*YOUR TASK*. Check every line of the records below for the string "trying" and copy the ones that have it.

(MATERIAL FOR THE TASK begins)

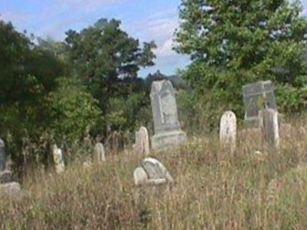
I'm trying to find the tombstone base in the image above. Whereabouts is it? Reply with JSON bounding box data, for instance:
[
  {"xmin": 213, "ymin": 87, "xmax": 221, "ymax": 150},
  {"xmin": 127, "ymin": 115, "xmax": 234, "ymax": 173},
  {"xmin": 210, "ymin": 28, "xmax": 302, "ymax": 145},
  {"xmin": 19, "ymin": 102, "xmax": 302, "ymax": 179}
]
[{"xmin": 152, "ymin": 130, "xmax": 187, "ymax": 151}]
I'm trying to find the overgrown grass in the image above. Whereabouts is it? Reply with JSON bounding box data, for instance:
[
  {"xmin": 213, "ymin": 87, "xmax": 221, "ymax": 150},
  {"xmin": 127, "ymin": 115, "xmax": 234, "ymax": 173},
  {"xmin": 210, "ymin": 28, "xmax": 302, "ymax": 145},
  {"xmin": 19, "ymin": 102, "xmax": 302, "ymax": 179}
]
[{"xmin": 0, "ymin": 117, "xmax": 306, "ymax": 229}]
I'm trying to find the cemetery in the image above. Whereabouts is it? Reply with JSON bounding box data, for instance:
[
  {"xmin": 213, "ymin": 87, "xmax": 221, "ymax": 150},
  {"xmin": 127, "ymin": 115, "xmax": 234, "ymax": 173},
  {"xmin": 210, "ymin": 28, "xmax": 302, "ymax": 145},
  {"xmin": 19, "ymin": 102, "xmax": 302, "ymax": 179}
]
[
  {"xmin": 0, "ymin": 78, "xmax": 306, "ymax": 228},
  {"xmin": 0, "ymin": 0, "xmax": 307, "ymax": 228}
]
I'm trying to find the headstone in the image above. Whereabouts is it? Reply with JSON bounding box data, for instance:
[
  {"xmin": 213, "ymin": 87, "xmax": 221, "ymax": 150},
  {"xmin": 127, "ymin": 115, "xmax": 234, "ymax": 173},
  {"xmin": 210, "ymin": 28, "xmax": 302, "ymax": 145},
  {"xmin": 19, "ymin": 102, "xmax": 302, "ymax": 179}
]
[
  {"xmin": 52, "ymin": 145, "xmax": 65, "ymax": 174},
  {"xmin": 94, "ymin": 142, "xmax": 106, "ymax": 162},
  {"xmin": 0, "ymin": 139, "xmax": 6, "ymax": 171},
  {"xmin": 83, "ymin": 160, "xmax": 93, "ymax": 169},
  {"xmin": 150, "ymin": 80, "xmax": 187, "ymax": 151},
  {"xmin": 243, "ymin": 81, "xmax": 277, "ymax": 126},
  {"xmin": 259, "ymin": 109, "xmax": 280, "ymax": 148},
  {"xmin": 133, "ymin": 157, "xmax": 174, "ymax": 186},
  {"xmin": 219, "ymin": 111, "xmax": 237, "ymax": 152},
  {"xmin": 134, "ymin": 127, "xmax": 150, "ymax": 155},
  {"xmin": 0, "ymin": 182, "xmax": 24, "ymax": 200},
  {"xmin": 133, "ymin": 167, "xmax": 148, "ymax": 186},
  {"xmin": 0, "ymin": 170, "xmax": 13, "ymax": 184}
]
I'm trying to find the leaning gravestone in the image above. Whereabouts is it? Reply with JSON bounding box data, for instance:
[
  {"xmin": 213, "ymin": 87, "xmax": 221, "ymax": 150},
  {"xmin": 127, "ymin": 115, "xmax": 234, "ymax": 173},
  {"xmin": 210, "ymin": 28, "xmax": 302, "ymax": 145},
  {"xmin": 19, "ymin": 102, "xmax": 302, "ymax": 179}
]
[
  {"xmin": 134, "ymin": 157, "xmax": 174, "ymax": 186},
  {"xmin": 52, "ymin": 145, "xmax": 65, "ymax": 174},
  {"xmin": 259, "ymin": 108, "xmax": 280, "ymax": 148},
  {"xmin": 150, "ymin": 80, "xmax": 187, "ymax": 151},
  {"xmin": 94, "ymin": 142, "xmax": 106, "ymax": 162},
  {"xmin": 219, "ymin": 111, "xmax": 237, "ymax": 152},
  {"xmin": 134, "ymin": 126, "xmax": 150, "ymax": 155},
  {"xmin": 0, "ymin": 139, "xmax": 6, "ymax": 171},
  {"xmin": 243, "ymin": 81, "xmax": 277, "ymax": 126}
]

(MATERIAL FOR THE TASK ends)

*SOLVED EXERCISE*.
I'm trying to find the tombstone base in the image above. Whereabouts is it? Reply with JSON bounding box data, for instance:
I'm trying to find the overgrown grass in the image above. Whereabouts is it? Reply with JSON bounding box data, for instance:
I'm trying to find the cemetery in the image above. Whereabouts is it? Reply with JSON bounding box data, for instance:
I'm trying to find the headstone in the image above. Whereabouts is it? Reply with JSON bounding box data, for instance:
I'm trying to find the leaning gravestone in the image above. Whereabouts is it? Reply with JSON bounding box data, for instance:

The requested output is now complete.